## EXERCISE REQUIREMENTS:
a: In the La Nina weather report, which agency is named as Australia's national forecaster?
b: Pick up the La Nina weather report again and write on from its final sentence.

## TEXT PASSAGE:

Jan. 13, 2011
The prevailing La Nina event, blamed for triggering record-breaking rains over Australia, may be just peaking and is quite sometime away from a wind-down.
Northern Australia is likely to experience above average rainfall for at least another week or two, according to the Bureau of Meteorology (BoM), the national forecaster.
ACTIVE TROUGH
The potential for tropical cyclones to form in the surrounding seas will also remain at a moderate to high level whilst the Australian monsoon trough is active in the area.
La Nina refers to a cooling event in the central and east equatorial Pacific, with strong winds pushing warm waters towards Australia and the adjoining west Pacific.
The warm waters fuel convection and sets up thunder clouds, which in turn breed tropical storms and cyclones.
The December to March Australian monsoon is a successor event to its better known northern hemisphere counterpart, the Indian or Asian monsoon.
Studies have shown that preceding Australian conditions may have virtually had no significant correlation with succeeding Indian conditions.
But comparable Indian conditions have shown significant correlations with many succeeding Australian regional values.
For instance, India saw some heavy to very heavy rains batter the country in what was a linear extension of the very same La Nina conditions in the Pacific.
That such strong wet weather should have come virtually on the heels of a record-smashing drought underwritten by the year 2009 El Nino year had made scientists and researchers sit up and take notice.
Nobody had bargained for the scale and intensity of the rain fury unleashed over the continent in the far-east.

[Saved data entries]
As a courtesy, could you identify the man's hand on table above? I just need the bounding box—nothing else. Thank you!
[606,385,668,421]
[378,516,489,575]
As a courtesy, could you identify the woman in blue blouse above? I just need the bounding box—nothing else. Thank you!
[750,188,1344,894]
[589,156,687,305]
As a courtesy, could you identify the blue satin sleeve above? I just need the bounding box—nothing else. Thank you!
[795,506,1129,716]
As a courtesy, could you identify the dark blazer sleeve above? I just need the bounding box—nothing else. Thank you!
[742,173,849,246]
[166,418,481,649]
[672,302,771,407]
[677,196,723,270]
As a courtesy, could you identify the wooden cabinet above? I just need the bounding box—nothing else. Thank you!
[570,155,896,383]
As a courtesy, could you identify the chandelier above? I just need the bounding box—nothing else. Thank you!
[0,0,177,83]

## RESPONSES PER TASK:
a: The Bureau of Meteorology (BoM).

b:
But researchers at the Tokyo-based Regional Institute for Global Change (RIGC) had flagged the possibility of ‘stronger than usual La Nina' well in advance.
And this is what has proved now, with the BoM itself saying in its latest update that a major La Nina event continues to affect the Pacific Basin.
Long-range models surveyed suggest that this event may be at its peak, and will persist into the southern hemisphere autumn.
But RIGC researchers are of the view that the event could last through the whole of this year even while progressively weakening and may peter out in 2012 only.
THIRD WETTEST
Previous strong La Nina events, such as those of 1974 and 1955, have also been associated with widespread and severe flooding in eastern Australia.
Sea surface temperatures off the Queensland coast in recent months have been at or near record levels.
The current event has contributed to 2010 being Australia's third wettest year on record, and Queensland having its wettest December on record.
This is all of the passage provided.